▶ WHAT THE EXERCISE ASKS: From the first line below to the last, reproduce the material exactly and leave out the images.

-=-=-=-=-

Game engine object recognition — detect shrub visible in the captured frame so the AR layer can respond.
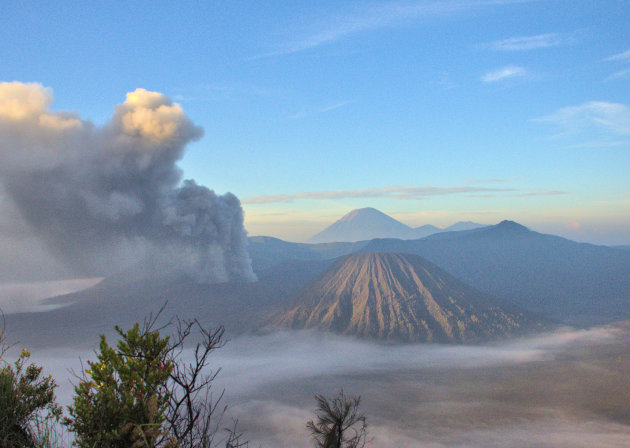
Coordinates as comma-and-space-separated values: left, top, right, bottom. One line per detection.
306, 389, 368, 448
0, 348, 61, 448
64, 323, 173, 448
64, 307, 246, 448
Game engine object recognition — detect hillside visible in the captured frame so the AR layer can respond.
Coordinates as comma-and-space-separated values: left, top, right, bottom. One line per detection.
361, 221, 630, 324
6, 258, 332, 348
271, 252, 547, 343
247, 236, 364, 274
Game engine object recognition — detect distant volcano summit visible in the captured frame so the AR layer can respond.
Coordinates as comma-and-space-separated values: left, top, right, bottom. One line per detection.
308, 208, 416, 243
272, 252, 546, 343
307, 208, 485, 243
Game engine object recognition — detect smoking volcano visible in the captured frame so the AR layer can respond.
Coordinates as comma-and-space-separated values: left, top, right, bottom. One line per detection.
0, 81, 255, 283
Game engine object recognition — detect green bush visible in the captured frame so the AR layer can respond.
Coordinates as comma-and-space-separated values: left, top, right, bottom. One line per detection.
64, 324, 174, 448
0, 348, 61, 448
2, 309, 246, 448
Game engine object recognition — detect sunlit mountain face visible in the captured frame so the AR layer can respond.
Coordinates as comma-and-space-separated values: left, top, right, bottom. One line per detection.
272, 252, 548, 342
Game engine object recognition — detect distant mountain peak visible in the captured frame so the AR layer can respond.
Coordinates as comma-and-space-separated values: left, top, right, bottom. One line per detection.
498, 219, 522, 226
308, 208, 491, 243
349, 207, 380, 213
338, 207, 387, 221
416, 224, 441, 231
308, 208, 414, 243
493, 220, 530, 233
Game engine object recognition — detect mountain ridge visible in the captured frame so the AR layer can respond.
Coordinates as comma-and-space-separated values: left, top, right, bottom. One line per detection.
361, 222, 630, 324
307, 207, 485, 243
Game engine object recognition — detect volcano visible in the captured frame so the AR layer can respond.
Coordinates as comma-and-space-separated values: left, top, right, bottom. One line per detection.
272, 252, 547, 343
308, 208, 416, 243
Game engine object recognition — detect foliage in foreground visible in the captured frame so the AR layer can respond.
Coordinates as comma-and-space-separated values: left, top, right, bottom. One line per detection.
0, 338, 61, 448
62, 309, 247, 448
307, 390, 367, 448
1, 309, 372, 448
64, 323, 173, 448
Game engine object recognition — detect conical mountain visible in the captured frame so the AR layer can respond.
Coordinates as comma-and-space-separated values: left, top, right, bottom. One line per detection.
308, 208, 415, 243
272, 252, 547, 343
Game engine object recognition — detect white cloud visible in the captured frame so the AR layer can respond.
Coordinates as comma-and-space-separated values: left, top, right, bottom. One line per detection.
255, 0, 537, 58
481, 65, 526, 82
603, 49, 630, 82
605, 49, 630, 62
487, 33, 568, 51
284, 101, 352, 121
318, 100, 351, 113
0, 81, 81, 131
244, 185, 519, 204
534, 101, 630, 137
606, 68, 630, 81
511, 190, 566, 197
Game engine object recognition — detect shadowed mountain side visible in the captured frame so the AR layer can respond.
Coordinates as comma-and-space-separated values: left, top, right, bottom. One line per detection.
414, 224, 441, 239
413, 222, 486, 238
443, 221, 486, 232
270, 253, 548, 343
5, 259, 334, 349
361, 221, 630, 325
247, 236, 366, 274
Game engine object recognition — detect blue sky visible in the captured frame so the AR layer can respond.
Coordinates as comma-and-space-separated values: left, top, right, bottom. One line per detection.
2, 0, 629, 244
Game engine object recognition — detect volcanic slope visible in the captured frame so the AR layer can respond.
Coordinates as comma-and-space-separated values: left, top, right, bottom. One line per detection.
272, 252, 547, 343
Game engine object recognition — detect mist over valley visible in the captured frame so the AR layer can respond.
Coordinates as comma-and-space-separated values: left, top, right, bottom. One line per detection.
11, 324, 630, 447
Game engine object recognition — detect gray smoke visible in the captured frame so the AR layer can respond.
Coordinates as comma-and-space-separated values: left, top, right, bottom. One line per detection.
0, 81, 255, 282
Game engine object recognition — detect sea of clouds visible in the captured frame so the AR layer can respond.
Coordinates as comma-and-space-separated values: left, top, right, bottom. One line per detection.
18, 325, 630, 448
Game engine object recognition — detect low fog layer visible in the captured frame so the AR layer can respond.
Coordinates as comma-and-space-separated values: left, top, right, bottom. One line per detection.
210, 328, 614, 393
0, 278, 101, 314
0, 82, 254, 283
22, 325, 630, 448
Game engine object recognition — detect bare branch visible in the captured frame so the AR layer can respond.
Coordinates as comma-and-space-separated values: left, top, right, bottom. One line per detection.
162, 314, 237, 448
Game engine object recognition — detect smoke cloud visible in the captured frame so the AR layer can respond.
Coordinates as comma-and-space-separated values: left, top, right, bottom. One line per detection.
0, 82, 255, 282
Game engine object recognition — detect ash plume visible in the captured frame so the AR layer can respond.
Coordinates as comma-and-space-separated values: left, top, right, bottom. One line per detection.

-=-=-=-=-

▶ ANSWER FOR THIS EXERCISE:
Game engine object recognition — detect shrub visible in the captured frame so the AR layer can respond.
Coordinates as comma-and-space-separated values: left, top, right, bottom. One line per detection.
306, 389, 368, 448
0, 348, 61, 448
64, 323, 173, 448
64, 307, 246, 448
Game engine object recognition — detect hillside visible in the captured frame so the AR layer can respond.
Coordinates as comma-and-space-separated values: left, top, right, bottom. One line per detection.
361, 221, 630, 324
6, 258, 332, 348
271, 252, 547, 343
247, 236, 364, 274
Game engine object recognition — detect distant volcano summit visible in the captured frame so the AR layer can respond.
Coordinates as comma-and-space-separated values: left, top, right, bottom. One line per detection.
308, 208, 416, 243
272, 252, 546, 343
307, 208, 485, 243
Game engine object recognition — detect smoking volcano visible in the captured frame so the AR layer can respond.
Coordinates as comma-and-space-separated values: left, top, right, bottom. One line per detection.
0, 81, 255, 283
Game engine object recognition — detect green bush visible in the captured frame so the AR layer can respond.
Coordinates as comma-and-space-separated values: left, top, right, bottom. One line per detection.
64, 324, 174, 448
0, 348, 61, 448
2, 309, 246, 448
Game engine object recognition — detect sunlit mountain face visible in the captured frame so the AR layer can respond.
Coordinates as comma-and-space-separated values: left, top, right, bottom. One line per detection.
272, 252, 548, 342
Game engine object recognition — detect distant mountain peak visible in the captured frame so the AR layer can respond.
Coordinates as comma-and-space-separated values: left, top, right, bottom. One line per detection.
498, 219, 522, 226
308, 208, 491, 243
349, 207, 380, 213
338, 207, 387, 221
416, 224, 441, 231
308, 208, 414, 243
493, 220, 530, 233
Game engine object recognition — detect mountain ridge visible in the captured frame so the AR layer can respond.
Coordinates as comma-and-space-separated values: left, top, right, bottom. One line per detection.
361, 222, 630, 324
307, 207, 485, 243
Game engine object recognition — detect volcano visible in the captured frame so the AR layer can respond.
Coordinates as comma-and-space-separated values: left, top, right, bottom. One line per detection.
272, 252, 547, 343
308, 208, 416, 243
Game engine object recognition — detect foliage in foreground visible in the captured frame so the AR layer can respond.
Coordinates as comma-and-space-separated values: left, top, right, bottom. One line per detection.
0, 338, 61, 448
62, 309, 247, 448
307, 390, 367, 448
1, 309, 372, 448
64, 323, 173, 448
Game engine object recognition — detect conical mountain visible in the captured frame so the AR layer can respond.
Coordinates as comma-and-space-separated values: left, top, right, bottom. One line per detection.
308, 208, 415, 243
272, 252, 547, 343
Game engine object recognition — detect white cloud visible in the captured frame so the AR layer can respond.
Coordinates as comma-and-space-separated values: left, top, right, bottom. One line per detection.
255, 0, 537, 58
481, 65, 526, 82
603, 49, 630, 82
605, 49, 630, 62
487, 33, 568, 51
284, 101, 352, 121
318, 100, 351, 113
0, 81, 81, 131
244, 185, 519, 204
534, 101, 630, 137
606, 68, 630, 81
511, 190, 566, 197
Game engine object recognition — detect shadowed mountain side visible in the captured frame so the AR layer can respond.
Coordinates as comma-and-space-separated values: left, top, right, bottom. One line per detection.
414, 224, 441, 239
413, 222, 486, 238
443, 221, 486, 232
270, 253, 548, 343
5, 259, 334, 349
361, 221, 630, 325
247, 236, 366, 274
Game engine object recognition — detect blue sky visible in the captured frame so the AR layer can respond.
Coordinates as comma-and-space-separated values: left, top, right, bottom. One line per detection.
2, 0, 629, 244
Game engine object recognition — detect volcanic slope visible in the captured frame so the AR layer can respond.
Coordinates as comma-and-space-separated values: left, top, right, bottom. One line per detection.
272, 252, 547, 343
Game engine object recognition — detect mist over valley visible in the captured frame so the AR layer can respond.
Coordinates as comma-and-space-separated values: left, top, right, bottom. One line per detection.
11, 324, 630, 447
Game engine object recognition — detect gray smoke visible in the captured frame so the AR layer can respond.
Coordinates as comma-and-space-separated values: left, top, right, bottom. One line per detection.
0, 81, 255, 282
Game engine object recognition — detect sea of clouds visible in the captured frame so the AR layer can respond.
Coordinates as comma-and-space-separated values: left, top, right, bottom. One line per detection.
18, 325, 630, 448
Game engine object recognition — detect low fog layer visible in the captured frame so the AR layer can respond.
Coordinates as comma-and-space-separated values: left, top, right, bottom. One line per detection.
210, 328, 614, 393
0, 278, 101, 314
0, 82, 254, 283
22, 325, 630, 448
Game engine object recognition — detect bare branch visible in the captured frame so the AR layer can respond.
Coordinates as comma-and-space-separated values: left, top, right, bottom. One line per detection.
162, 314, 237, 448
Game engine object recognition — detect smoke cloud visible in the captured frame so the AR layer can respond.
Coordinates as comma-and-space-separated values: left, top, right, bottom. One line per detection.
0, 82, 255, 282
Game engine object recognition — detect ash plume visible in the captured frame so the AR layer can respond.
Coordinates as comma-and-space-separated values: left, top, right, bottom. One line per detection.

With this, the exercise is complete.